Every record is to be duplicated exactly as it reads, without its images.

[Stored data entries]
Content starts
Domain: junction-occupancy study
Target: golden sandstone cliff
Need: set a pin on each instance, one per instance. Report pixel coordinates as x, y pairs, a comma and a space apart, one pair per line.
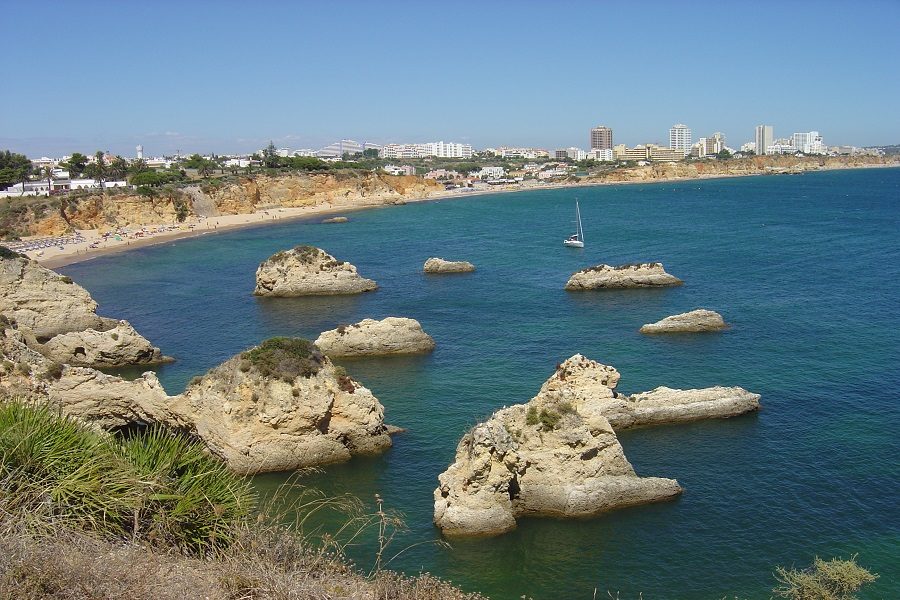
246, 195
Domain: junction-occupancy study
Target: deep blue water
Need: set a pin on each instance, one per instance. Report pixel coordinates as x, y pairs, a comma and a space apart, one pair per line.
805, 268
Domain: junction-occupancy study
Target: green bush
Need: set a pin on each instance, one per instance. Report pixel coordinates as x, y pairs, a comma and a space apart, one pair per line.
835, 579
285, 358
153, 486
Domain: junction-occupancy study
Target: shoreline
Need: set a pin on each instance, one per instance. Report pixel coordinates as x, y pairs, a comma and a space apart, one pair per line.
81, 252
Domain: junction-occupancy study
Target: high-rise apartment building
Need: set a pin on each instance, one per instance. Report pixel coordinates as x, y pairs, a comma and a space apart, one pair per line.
765, 136
680, 138
601, 138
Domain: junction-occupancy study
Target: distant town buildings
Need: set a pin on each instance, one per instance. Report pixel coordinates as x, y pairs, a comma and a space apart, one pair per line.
765, 136
437, 149
601, 138
680, 138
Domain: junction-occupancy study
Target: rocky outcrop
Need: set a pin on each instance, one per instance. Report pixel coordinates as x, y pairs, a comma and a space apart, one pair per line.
559, 455
439, 265
690, 322
308, 271
279, 406
393, 335
58, 318
119, 346
282, 406
590, 387
539, 458
640, 275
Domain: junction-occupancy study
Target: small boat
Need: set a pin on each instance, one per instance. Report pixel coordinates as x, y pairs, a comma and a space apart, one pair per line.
577, 240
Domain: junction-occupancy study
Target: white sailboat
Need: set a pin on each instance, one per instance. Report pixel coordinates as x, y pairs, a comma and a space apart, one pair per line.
577, 240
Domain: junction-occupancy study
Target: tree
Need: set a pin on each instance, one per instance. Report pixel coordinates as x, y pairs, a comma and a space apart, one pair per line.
14, 168
118, 168
832, 580
270, 156
76, 164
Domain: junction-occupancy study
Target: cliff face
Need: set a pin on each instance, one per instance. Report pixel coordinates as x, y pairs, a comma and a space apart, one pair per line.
249, 194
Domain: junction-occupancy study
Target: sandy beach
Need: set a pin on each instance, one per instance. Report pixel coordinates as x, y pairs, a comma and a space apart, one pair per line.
95, 244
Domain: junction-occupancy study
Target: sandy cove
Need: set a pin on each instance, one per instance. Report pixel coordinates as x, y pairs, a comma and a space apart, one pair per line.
55, 256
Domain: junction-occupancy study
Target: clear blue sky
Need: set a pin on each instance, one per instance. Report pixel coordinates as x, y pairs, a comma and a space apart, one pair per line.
222, 76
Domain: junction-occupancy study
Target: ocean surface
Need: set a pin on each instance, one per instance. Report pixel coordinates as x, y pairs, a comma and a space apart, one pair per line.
805, 268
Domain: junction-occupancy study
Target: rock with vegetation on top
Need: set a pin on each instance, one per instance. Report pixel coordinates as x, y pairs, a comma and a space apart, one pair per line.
590, 386
282, 406
393, 335
559, 454
690, 322
58, 318
308, 271
640, 275
439, 265
539, 458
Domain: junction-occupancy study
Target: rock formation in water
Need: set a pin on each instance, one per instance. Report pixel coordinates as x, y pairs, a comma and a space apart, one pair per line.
559, 455
58, 318
308, 271
622, 277
393, 335
282, 406
690, 322
439, 265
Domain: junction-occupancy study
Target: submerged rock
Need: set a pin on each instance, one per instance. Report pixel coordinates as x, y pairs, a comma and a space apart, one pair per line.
622, 277
393, 335
308, 271
439, 265
689, 322
58, 318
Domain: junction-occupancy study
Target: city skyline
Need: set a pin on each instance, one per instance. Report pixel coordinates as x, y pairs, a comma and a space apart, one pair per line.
183, 84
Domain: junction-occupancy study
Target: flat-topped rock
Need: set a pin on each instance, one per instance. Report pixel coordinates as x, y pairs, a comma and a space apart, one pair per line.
308, 271
590, 386
699, 320
439, 265
282, 406
539, 458
58, 318
641, 275
393, 335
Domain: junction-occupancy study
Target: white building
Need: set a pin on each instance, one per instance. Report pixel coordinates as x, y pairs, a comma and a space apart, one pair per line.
765, 136
680, 138
490, 173
809, 142
340, 148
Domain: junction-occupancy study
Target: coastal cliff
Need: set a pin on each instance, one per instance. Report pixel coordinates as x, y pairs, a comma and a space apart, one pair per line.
237, 195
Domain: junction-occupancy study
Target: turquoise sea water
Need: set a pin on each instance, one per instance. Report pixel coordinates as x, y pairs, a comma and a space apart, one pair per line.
805, 268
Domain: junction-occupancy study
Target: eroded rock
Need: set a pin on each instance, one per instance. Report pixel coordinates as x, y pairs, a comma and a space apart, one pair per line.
690, 322
308, 271
393, 335
622, 277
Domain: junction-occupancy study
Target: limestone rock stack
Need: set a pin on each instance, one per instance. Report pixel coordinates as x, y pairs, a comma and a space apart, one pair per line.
58, 318
559, 455
308, 271
393, 335
282, 406
439, 265
641, 275
694, 321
Content ends
§ **Answer space**:
Domain: junction-occupancy study
Target: golden sandstone cliff
Need: set a pin on each instance, one per instance. Report pixel coordinates as x, y pairs, a comma and a space apart, one pair per line.
246, 195
Domain: junction-occupancy study
Target: deep blue water
Need: set a pin on each instance, one per instance. Report pixel coordinates as x, y pairs, a comma and a space apart, one pair per line.
805, 268
Domain: junction-occupancy study
Target: green bush
Need: set a pin on each instance, one per instance. Report pixel coordinates as x, y pairs, a comma and a space apart, one pair per line.
835, 579
285, 358
153, 486
Domain: junction-occupancy study
Target: shoreline
Need: set a pin on each instance, one per instance. Report pixel coordinates as x, y pairs, a comma and a space apart, one pair per line.
81, 252
Domain: junction-occupancy study
Target: high-rise apartment building
Need: set a pin on each instance, one per instance. Report pixel coordinates as x, y pairs, a comma and a space apart, one pair per line.
765, 136
680, 138
601, 138
Domain: junction-occupancy study
Target: distant town buildings
Need: set a pin on each instance, one per instance. Report pixel coordinates as x, y pairs, a comma and a space apart, one pair per line.
765, 136
437, 149
601, 138
680, 138
Domain: junction-occupancy study
Target: rocky outcrop
Need: set a pin on each instance, one per instance. Report pixel coordinates as x, y pairs, a comma and a space apart, one pair per line.
559, 455
439, 265
690, 322
308, 271
279, 406
393, 335
58, 318
119, 346
282, 406
590, 387
539, 458
640, 275
Domain: junction-occupancy study
Target: small boat
Need: set a pin on each instance, one per instance. Report pixel coordinates as x, y pairs, a comma and a space apart, one pair per line.
577, 240
Domain: junction-occupancy study
Target: white sailboat
Need: set a pin on each instance, one per instance. Report pixel coordinates as x, y pairs, a comma and a space apart, one pair per line.
577, 240
Domain: junction-occupancy study
Target: tree
Need: set a pin on each instance, one per instance. Report pixel coordinates as x, y pairs, a comma and a space apart, one pair per line.
14, 168
118, 168
832, 580
270, 156
76, 164
Domain: junction-occupancy study
Target: cliff face
Need: set a pin on each instance, one per instance. Report pixel coordinates as x, y pairs, a comma and a space apart, one pair per line.
249, 194
Domain: junction-occupancy study
Target: sandy beach
Need: set a pin on each instance, one per instance. Report pixel coordinates as x, y pairs, a comma and a space apart, one pair per line.
95, 244
Domain: junction-occupancy study
Target: sandy cove
Need: set a pin on each instance, one per instance. Report pixel coordinates as x, y pairs, a comma and a space apart, one pair per line.
55, 256
Domain: junction-occupancy study
Target: clear blue sky
Need: set a pin on each instance, one per instance. Report pixel coordinates as x, y pairs, a comma and a space apart, one pair per line.
222, 76
Domain: junction-occupancy study
Target: ocean surface
Need: set a pin on each instance, one per instance. Report pixel coordinates as x, y pairs, a comma and a space apart, one pair per line.
805, 268
Domain: junction-occupancy study
Target: rock with vegetation on top
Need: set a pin on each instance, one per instance. Report pixel coordinates as x, y pairs, a comma and a space apart, one pair per line.
590, 386
282, 406
393, 335
559, 454
690, 322
58, 318
308, 271
640, 275
439, 265
539, 458
Domain: junction-occupancy study
Target: rock formation in water
Need: set a pin on each instance, one per instance. Report pixel coordinates as x, y pairs, a comma and a space apart, one pair per line.
559, 455
58, 318
308, 271
622, 277
393, 335
282, 406
690, 322
439, 265
Domain: junction-occupancy study
Target: submerged rock
Need: set a pin on each instance, one per instance. Report pixel coordinates as x, y pairs, a comma and a space apart, one pair per line.
622, 277
393, 335
308, 271
439, 265
689, 322
58, 318
Domain: junction-occupancy study
Target: city skyline
Need: set a pin on each instance, one per instance. Report pixel coordinates as x, y pairs, a comma and a space apart, one pair per line.
183, 84
Domain: junction-occupancy study
Target: flat-topped rock
Need: set a pin on each instance, one per instance. Report pixel coordinates as x, y pairs, a comma and a space apart, one pair per line.
308, 271
590, 386
699, 320
439, 265
282, 406
539, 458
58, 318
641, 275
393, 335
Domain: junction-occupancy study
Target: white building
Need: set a pin on each instance, one per instance. Report pixel coordinates as x, y pairs, a comma and a space apart, one pair per line.
765, 136
680, 138
490, 173
809, 142
340, 148
Domain: junction-occupancy study
Target: coastal cliff
Need: set a pin on each instance, one per instance. Report pixel coordinates as x, y pairs, a comma and a space apart, one pair per line.
237, 195
Domain: junction-occupancy study
Target: turquoise sea water
Need: set a pin on each instance, one per instance. Report pixel coordinates as x, y pairs, a comma and a space apart, one pair per line.
805, 268
Domain: junction-occupancy study
Target: eroded rock
Need: set a pin on each instance, one per instance. Report pixel coordinates as x, y pairs, a comma and a space apart, one pair per line.
690, 322
308, 271
393, 335
622, 277
Domain: junction-occupancy study
Target: limestone rock stack
Need: set a pin on each instance, one per instance. Report pixel coordinates as x, y pairs, a comma and a space apart, one pair per line.
58, 318
559, 455
308, 271
393, 335
282, 406
439, 265
641, 275
694, 321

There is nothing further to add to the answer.